ЗАДАНИЕ 1 —
Соответствуют ли фрагменту о привычной осторожности утверждения (а), (б) и (в)? Для каждого ответьте «да» или «нет» и приведите точную цитату, которая это решает. (а) При угрозах физическим насилием рассказчик сильно пугался. (б) Рассказчик хранит в памяти список слов, вовремя не сказанных за последние пятьдесят лет. (в) Оказавшись на вершине, рассказчик закричал.
ЗАДАНИЕ 2 —
На какую гору, согласно фрагменту о привычной осторожности, друг рассказчика отправился подниматься самостоятельно?
ЗАДАНИЕ 3 —
Продолжите фрагмент о привычной осторожности, начав сразу после его последнего предложения.

ФРАГМЕНТ ИСТОЧНИКА —
▼
В обычной дневной жизни, при общении с людьми, в обычных ежедневных разговорах, это подавление было основано (и продолжает быть основанным сейчас) на каком-то страхе. Я не могу добраться до корней этого страха или даже до его природы. Возможно, это иррациональный страх вызвать гнев других людей? Я знаю, что я боюсь быть свидетелем эмоционального насилия над людьми, особенно в семьях. Парадоксально, что в нескольких случаях, когда мне угрожали физическим насилием, я не пугался и даже не волновался, а был лишь бдителен и осторожен.
Какова бы ни была причина, действие ее таково, что мне всегда было трудно непринужденно говорить людям в ответ нужные слова в нужный момент в ситуациях, требующих большего, чем общепринятая вежливость.
Это обстоятельство может показаться незначительным, но оно повлияло на мою жизнь гораздо больше, чем сама по себе кривая спина. Своевременность – это все. В разговоре в обществе первые несколько секунд все решают. Надо отвечать, импровизировать, проигрывать слова на слух, откликаться сходу, немедленно. Надлежащий ответ, произнесенный несколькими секундами позже, не растопит льда. Перекинуться несколькими словами в офисе или с соседями через забор – проще простого для большинства людей, но для меня затруднительно. Я не могу сообразить, как уместно ответить. Особенно, когда назревает ссора или кого-то надо поставить на место. Провальные моменты. Недавно человек за рулем джипа на дороге, перестраиваясь в боковой от меня ряд, громовым голосом проинформировал меня, что, по его мнению, я вожу машину, как водит ее разве вовлеченный в половой акт китаец. (Я перефразирую, на самом деле он высказался еще определеннее). А мне и в голову не пришло сравнить его хотя бы с анальным отверстием.
Эта осторожность с моей стороны особенно неуместна, когда кто-то молчаливо просит о помощи. Я храню в памяти список слов, вовремя не сказанных за последние пятьдесят лет. Даже в распущенные семидесятые я никогда не позволял себе плюнуть на условности. Я держал себя в узде. Эта осторожность никогда меня не оставляет.
Случай, когда мне было чуть за двадцать, может это прояснить. Мы с другом шли на северо-запад от Банфа к озеру Луис. Однажды утром на высоте в пять или шесть тысяч фунтов друг оставил меня, чтобы самостоятельно залезть на гору Колеман, и мы решили встретиться на другой стороне перевала. Итак, я неторопливо брел один по тропе. К полудню я пробрался через сугробы на просеке, а потом через сотню ярдов я тоже оказался на вершине. Когда я взглянул на мир, раскинувшийся внизу в долинах и простирающийся за туманные горизонты, это привело меня в такой восторг, что мне захотелось закричать от переполняющих меня чувств, чтобы эхо разнеслось между каменными стенами. Любой другой и закричал бы. Но я задержал этот крик на долю секунды по своей прирожденной осторожности. Только на долю секунды, но этого было достаточно – момент был упущен. Чуть позже этот крик уже был бы надуманным.
▲
ЗАПИСАННЫЕ ДАННЫЕ —
▼
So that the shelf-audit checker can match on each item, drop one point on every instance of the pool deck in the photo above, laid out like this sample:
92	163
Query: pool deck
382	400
▲
РЕЗУЛЬТАТ 1 —
(а) Нет: «я не пугался и даже не волновался, а был лишь бдителен и осторожен».
(б) Да: «Я храню в памяти список слов, вовремя не сказанных за последние пятьдесят лет».
(в) Нет: «Но я задержал этот крик на долю секунды по своей прирожденной осторожности».

РЕЗУЛЬТАТ 2 —
На гору Колеман.

РЕЗУЛЬТАТ 3 —
Ребекка Вест в “Черном Барашке” говорит о роли формы в жизни людей: “Если наше собственное существование лишено формы… нам кажется, что мы читали плохую книгу”. Так и есть. Пустяк, но я спускался по тропе, глубоко в себе разочарованный.
И еще одна вещь – посвященность. Я не знаю, связано ли это как-то с моей непропорциональной конфигурацией. Всю мою жизнь я разрывался между честолюбием и уединенностью. Будучи талантливым, я разбрасывался, занимаясь рисованием, писательством, фотографией, коллажем и резьбой по дереву. Мне казалось, что у меня еще масса времени, чтобы выбрать и посвятить себя чему-то одному. Я не могу вообразить, как я собирался справляться с этим всем. Только недавно меня вдруг потрясло понимание, что мое время вышло. Надо вкладывать душу во что-то одно, и, значит, отнимать ее от чего-то другого. Надо или отливать, или вставать с горшка.
И тогда Монтень показал мне, как писать эссе.
Эта комедия – самое странное из всех моих странных внутренних приключений. Когда-то в 70-е я знал двух молодых людей, которых я назову Дрейк и Эленор. Они называли себя студентами. Как я сам и многие из тех, кого я тогда знал, они вряд ли где-то по-настоящему работали: структура западного мира тех времен была так расточительно-щедра, что многие находили убежище в ее многочисленных расщелинах и умудрялись как-то существовать.
У меня с Дрейком были любопытные отношения. Его отец умер молодым, и Дрейк любил разговаривать о сексуальности, часто задавая мне в лоб пугающие вопросы о моем сексуальном опыте. В общем, я не имел ничего против: я знал еще нескольких молодых людей, которые, как и Дрейк в детстве потеряли отцов и которые имели аналогичный интерес к сексуальной жизни других людей. Возможно то обстоятельство, что они выросли без отцов, оставило для них вопросы о сексуальных отношениях без ответов. Дрейк, однако, был настойчив, он пытался навязать мне роль старшего и мудрого товарища, почти учителя, будто таковыми были наши естественные взаимоотношения. На самом деле, мне было нечему его учить.
Однажды он с бухты-барахты заявил: “Тебя ведь сексуально влечет к Эленор, не так ли?” Прежде я как-то никогда не думал об Эленор в сексуальном плане, однако, в тот момент, как он это сказал, все так и случилось – меня немедленно повлекло к Эленор. И, мне показалось, будто бы всегда влекло. Просто сказав свои слова, он сделал сказанное им реально существующим, причем существующим ретроспективно. Хотел ли он, чтобы так случилось?
Все это, однако, реально ни на что не повлияло. Эленор не влекло ко мне сексуально ни в малейшей степени.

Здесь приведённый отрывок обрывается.